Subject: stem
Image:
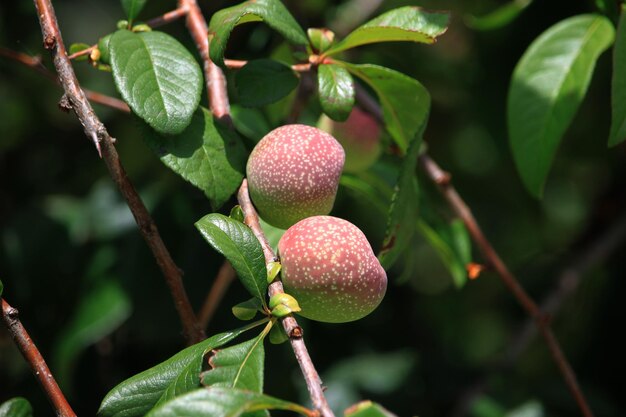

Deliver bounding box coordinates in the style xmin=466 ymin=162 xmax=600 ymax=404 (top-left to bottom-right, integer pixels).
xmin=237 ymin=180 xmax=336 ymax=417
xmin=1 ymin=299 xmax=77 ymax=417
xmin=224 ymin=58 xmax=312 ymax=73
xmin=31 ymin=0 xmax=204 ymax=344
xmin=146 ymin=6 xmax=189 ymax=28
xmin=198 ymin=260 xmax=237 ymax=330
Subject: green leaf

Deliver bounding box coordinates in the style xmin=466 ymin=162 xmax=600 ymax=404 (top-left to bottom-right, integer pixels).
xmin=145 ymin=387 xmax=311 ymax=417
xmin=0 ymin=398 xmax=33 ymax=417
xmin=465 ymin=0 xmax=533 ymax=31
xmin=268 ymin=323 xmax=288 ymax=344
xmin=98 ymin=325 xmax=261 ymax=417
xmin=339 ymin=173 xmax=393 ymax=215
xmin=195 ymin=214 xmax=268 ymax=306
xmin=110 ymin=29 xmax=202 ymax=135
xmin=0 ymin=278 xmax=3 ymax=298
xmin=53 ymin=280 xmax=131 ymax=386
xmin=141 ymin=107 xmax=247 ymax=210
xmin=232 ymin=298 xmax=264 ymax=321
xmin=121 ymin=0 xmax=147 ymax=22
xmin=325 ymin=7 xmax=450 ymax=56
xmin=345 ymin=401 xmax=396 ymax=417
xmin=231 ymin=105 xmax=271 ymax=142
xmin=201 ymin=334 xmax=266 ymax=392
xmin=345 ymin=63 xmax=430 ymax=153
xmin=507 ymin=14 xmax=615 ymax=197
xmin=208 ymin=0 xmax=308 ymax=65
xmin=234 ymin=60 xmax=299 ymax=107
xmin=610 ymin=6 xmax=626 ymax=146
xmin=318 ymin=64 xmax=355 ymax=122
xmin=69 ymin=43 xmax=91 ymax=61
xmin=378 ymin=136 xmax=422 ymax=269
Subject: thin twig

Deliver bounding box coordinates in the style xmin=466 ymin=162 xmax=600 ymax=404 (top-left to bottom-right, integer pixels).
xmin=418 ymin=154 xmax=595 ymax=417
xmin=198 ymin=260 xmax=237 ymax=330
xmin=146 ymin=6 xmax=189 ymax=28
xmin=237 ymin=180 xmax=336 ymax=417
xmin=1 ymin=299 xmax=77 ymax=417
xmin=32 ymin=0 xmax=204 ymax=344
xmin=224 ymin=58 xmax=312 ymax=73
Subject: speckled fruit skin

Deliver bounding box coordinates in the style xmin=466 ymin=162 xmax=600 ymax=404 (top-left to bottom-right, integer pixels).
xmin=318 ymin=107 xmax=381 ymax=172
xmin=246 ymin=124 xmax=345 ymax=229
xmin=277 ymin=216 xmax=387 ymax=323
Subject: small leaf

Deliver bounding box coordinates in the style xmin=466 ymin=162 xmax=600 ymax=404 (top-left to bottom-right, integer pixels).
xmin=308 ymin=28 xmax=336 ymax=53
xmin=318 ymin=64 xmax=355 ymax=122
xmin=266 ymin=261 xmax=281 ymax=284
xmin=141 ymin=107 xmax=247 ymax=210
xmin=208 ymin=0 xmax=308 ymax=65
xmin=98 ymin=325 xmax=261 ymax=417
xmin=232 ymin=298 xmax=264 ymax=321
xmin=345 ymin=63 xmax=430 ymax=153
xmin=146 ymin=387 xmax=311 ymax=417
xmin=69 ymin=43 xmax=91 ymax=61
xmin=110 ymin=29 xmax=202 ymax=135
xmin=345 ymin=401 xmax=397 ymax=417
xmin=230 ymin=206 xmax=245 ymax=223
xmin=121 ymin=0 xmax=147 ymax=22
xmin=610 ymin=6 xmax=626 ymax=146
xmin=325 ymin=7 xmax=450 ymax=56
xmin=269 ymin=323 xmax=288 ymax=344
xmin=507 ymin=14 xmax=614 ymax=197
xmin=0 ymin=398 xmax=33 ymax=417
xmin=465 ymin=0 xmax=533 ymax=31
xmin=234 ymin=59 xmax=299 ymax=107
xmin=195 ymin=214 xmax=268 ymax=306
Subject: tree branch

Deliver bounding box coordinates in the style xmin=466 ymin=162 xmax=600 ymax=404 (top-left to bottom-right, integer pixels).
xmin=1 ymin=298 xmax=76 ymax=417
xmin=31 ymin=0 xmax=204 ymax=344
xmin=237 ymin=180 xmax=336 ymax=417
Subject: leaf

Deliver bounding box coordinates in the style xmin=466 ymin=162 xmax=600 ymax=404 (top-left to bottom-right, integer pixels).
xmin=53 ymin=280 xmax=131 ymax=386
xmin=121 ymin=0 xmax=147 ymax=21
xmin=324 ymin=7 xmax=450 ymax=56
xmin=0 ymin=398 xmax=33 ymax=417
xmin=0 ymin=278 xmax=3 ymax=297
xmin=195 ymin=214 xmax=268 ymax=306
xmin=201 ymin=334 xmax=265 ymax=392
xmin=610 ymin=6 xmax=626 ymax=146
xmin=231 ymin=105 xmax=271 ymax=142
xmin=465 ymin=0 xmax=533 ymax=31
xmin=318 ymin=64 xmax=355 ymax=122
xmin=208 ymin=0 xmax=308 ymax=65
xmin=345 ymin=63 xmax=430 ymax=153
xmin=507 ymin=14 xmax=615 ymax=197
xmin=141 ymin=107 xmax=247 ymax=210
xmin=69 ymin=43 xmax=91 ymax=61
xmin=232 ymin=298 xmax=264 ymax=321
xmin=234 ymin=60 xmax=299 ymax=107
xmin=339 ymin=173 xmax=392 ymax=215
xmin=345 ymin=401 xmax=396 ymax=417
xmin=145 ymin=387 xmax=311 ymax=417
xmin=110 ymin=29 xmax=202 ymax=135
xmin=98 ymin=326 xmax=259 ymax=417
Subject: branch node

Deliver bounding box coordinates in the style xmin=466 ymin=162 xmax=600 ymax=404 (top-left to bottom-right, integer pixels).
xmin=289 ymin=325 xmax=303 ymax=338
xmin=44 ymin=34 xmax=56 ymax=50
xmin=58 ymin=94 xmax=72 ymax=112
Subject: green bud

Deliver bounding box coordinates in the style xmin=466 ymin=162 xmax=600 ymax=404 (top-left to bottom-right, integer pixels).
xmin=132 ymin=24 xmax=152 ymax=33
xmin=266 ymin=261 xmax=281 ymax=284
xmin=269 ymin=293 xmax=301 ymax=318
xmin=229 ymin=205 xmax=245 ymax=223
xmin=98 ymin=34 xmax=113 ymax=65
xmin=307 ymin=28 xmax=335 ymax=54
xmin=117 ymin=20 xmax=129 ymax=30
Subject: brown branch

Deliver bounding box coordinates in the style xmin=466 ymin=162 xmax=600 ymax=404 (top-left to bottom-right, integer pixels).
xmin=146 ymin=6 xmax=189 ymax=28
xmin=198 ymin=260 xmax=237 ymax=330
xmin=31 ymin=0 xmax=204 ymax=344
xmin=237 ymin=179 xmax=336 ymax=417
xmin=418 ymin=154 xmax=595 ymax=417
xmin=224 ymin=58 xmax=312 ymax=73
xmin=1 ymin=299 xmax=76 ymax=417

··········

▶ **What is being asked**
Type the listing above out again exactly, and omit all pictures.

▶ **Answer**
Subject: stem
Image:

Deliver bounding box coordinates in the style xmin=466 ymin=162 xmax=600 ymax=404 (top-left to bottom-right, integer pixels).
xmin=237 ymin=180 xmax=336 ymax=417
xmin=1 ymin=299 xmax=77 ymax=417
xmin=224 ymin=58 xmax=312 ymax=73
xmin=31 ymin=0 xmax=204 ymax=344
xmin=146 ymin=6 xmax=189 ymax=28
xmin=198 ymin=260 xmax=237 ymax=330
Subject: green leaf

Deliver bounding box coordinates in the style xmin=466 ymin=162 xmax=600 ymax=404 (top-left to bottom-right, integer pixels).
xmin=145 ymin=387 xmax=311 ymax=417
xmin=0 ymin=398 xmax=33 ymax=417
xmin=465 ymin=0 xmax=533 ymax=31
xmin=268 ymin=323 xmax=288 ymax=344
xmin=98 ymin=325 xmax=261 ymax=417
xmin=339 ymin=173 xmax=393 ymax=215
xmin=195 ymin=214 xmax=268 ymax=306
xmin=110 ymin=29 xmax=202 ymax=135
xmin=0 ymin=278 xmax=3 ymax=298
xmin=53 ymin=280 xmax=131 ymax=386
xmin=141 ymin=107 xmax=247 ymax=210
xmin=232 ymin=298 xmax=264 ymax=321
xmin=121 ymin=0 xmax=147 ymax=22
xmin=325 ymin=7 xmax=450 ymax=56
xmin=345 ymin=401 xmax=396 ymax=417
xmin=231 ymin=105 xmax=271 ymax=142
xmin=201 ymin=334 xmax=266 ymax=392
xmin=345 ymin=63 xmax=430 ymax=153
xmin=507 ymin=14 xmax=615 ymax=197
xmin=208 ymin=0 xmax=308 ymax=65
xmin=234 ymin=60 xmax=299 ymax=107
xmin=610 ymin=6 xmax=626 ymax=146
xmin=318 ymin=64 xmax=355 ymax=122
xmin=69 ymin=43 xmax=91 ymax=61
xmin=378 ymin=136 xmax=422 ymax=269
Subject: thin twig

Deliver bounding box coordinates in the style xmin=466 ymin=162 xmax=600 ymax=404 (top-left to bottom-right, integer pixels).
xmin=418 ymin=154 xmax=595 ymax=417
xmin=198 ymin=260 xmax=237 ymax=330
xmin=146 ymin=6 xmax=189 ymax=28
xmin=237 ymin=180 xmax=336 ymax=417
xmin=1 ymin=299 xmax=77 ymax=417
xmin=32 ymin=0 xmax=204 ymax=344
xmin=224 ymin=58 xmax=312 ymax=73
Subject: speckled fruit skin

Deliver bounding box coordinates in the style xmin=466 ymin=162 xmax=600 ymax=404 (top-left to bottom-right, integer pixels).
xmin=318 ymin=107 xmax=381 ymax=172
xmin=246 ymin=124 xmax=345 ymax=229
xmin=277 ymin=216 xmax=387 ymax=323
Subject: small leaf

Deliver bounding box coordinates in the style xmin=466 ymin=162 xmax=600 ymax=404 (top-left to bottom-right, integer pixels).
xmin=308 ymin=28 xmax=336 ymax=53
xmin=318 ymin=64 xmax=355 ymax=122
xmin=266 ymin=261 xmax=281 ymax=284
xmin=141 ymin=107 xmax=247 ymax=210
xmin=208 ymin=0 xmax=308 ymax=65
xmin=98 ymin=325 xmax=261 ymax=417
xmin=232 ymin=298 xmax=264 ymax=321
xmin=345 ymin=63 xmax=430 ymax=153
xmin=146 ymin=387 xmax=311 ymax=417
xmin=69 ymin=43 xmax=91 ymax=61
xmin=110 ymin=29 xmax=202 ymax=135
xmin=345 ymin=401 xmax=397 ymax=417
xmin=230 ymin=206 xmax=245 ymax=223
xmin=121 ymin=0 xmax=147 ymax=22
xmin=610 ymin=6 xmax=626 ymax=146
xmin=325 ymin=7 xmax=450 ymax=56
xmin=269 ymin=323 xmax=288 ymax=344
xmin=507 ymin=14 xmax=614 ymax=197
xmin=0 ymin=398 xmax=33 ymax=417
xmin=465 ymin=0 xmax=533 ymax=31
xmin=234 ymin=59 xmax=299 ymax=107
xmin=195 ymin=214 xmax=268 ymax=306
Subject: tree branch

Deliver bounding box coordinates in the style xmin=466 ymin=162 xmax=600 ymax=404 (top-left to bottom-right, integer pixels).
xmin=1 ymin=298 xmax=76 ymax=417
xmin=31 ymin=0 xmax=204 ymax=344
xmin=237 ymin=180 xmax=336 ymax=417
Subject: leaf

Deliver bounding box coordinates in the style xmin=466 ymin=162 xmax=600 ymax=404 (top-left to bottom-right, integer pixels).
xmin=53 ymin=280 xmax=131 ymax=386
xmin=121 ymin=0 xmax=147 ymax=21
xmin=324 ymin=7 xmax=450 ymax=56
xmin=0 ymin=398 xmax=33 ymax=417
xmin=0 ymin=278 xmax=3 ymax=297
xmin=195 ymin=214 xmax=268 ymax=306
xmin=201 ymin=334 xmax=265 ymax=392
xmin=610 ymin=6 xmax=626 ymax=146
xmin=231 ymin=105 xmax=271 ymax=142
xmin=465 ymin=0 xmax=533 ymax=31
xmin=318 ymin=64 xmax=355 ymax=122
xmin=208 ymin=0 xmax=308 ymax=65
xmin=345 ymin=63 xmax=430 ymax=153
xmin=507 ymin=14 xmax=615 ymax=197
xmin=141 ymin=107 xmax=247 ymax=210
xmin=69 ymin=43 xmax=91 ymax=61
xmin=232 ymin=298 xmax=264 ymax=321
xmin=234 ymin=60 xmax=299 ymax=107
xmin=339 ymin=173 xmax=392 ymax=215
xmin=345 ymin=401 xmax=396 ymax=417
xmin=145 ymin=387 xmax=311 ymax=417
xmin=110 ymin=29 xmax=202 ymax=135
xmin=98 ymin=326 xmax=259 ymax=417
Subject: branch node

Deliver bounding box coordinates in the style xmin=466 ymin=162 xmax=600 ymax=404 (top-left to bottom-right, integer pixels).
xmin=289 ymin=325 xmax=303 ymax=338
xmin=44 ymin=34 xmax=56 ymax=50
xmin=58 ymin=94 xmax=72 ymax=112
Subject: green bud

Deliver bounding box coordinates in the style xmin=466 ymin=162 xmax=600 ymax=404 (top-left to bottom-right, integer pixels).
xmin=132 ymin=24 xmax=152 ymax=33
xmin=266 ymin=261 xmax=281 ymax=284
xmin=269 ymin=293 xmax=301 ymax=318
xmin=229 ymin=205 xmax=245 ymax=223
xmin=98 ymin=34 xmax=113 ymax=65
xmin=307 ymin=28 xmax=335 ymax=54
xmin=117 ymin=20 xmax=129 ymax=30
Subject: brown branch

Deliver bounding box coordinates in the style xmin=466 ymin=162 xmax=600 ymax=404 (top-left to bottom-right, integer pixels).
xmin=146 ymin=6 xmax=189 ymax=28
xmin=198 ymin=260 xmax=237 ymax=330
xmin=31 ymin=0 xmax=204 ymax=344
xmin=237 ymin=179 xmax=336 ymax=417
xmin=418 ymin=154 xmax=595 ymax=417
xmin=224 ymin=58 xmax=312 ymax=73
xmin=1 ymin=299 xmax=76 ymax=417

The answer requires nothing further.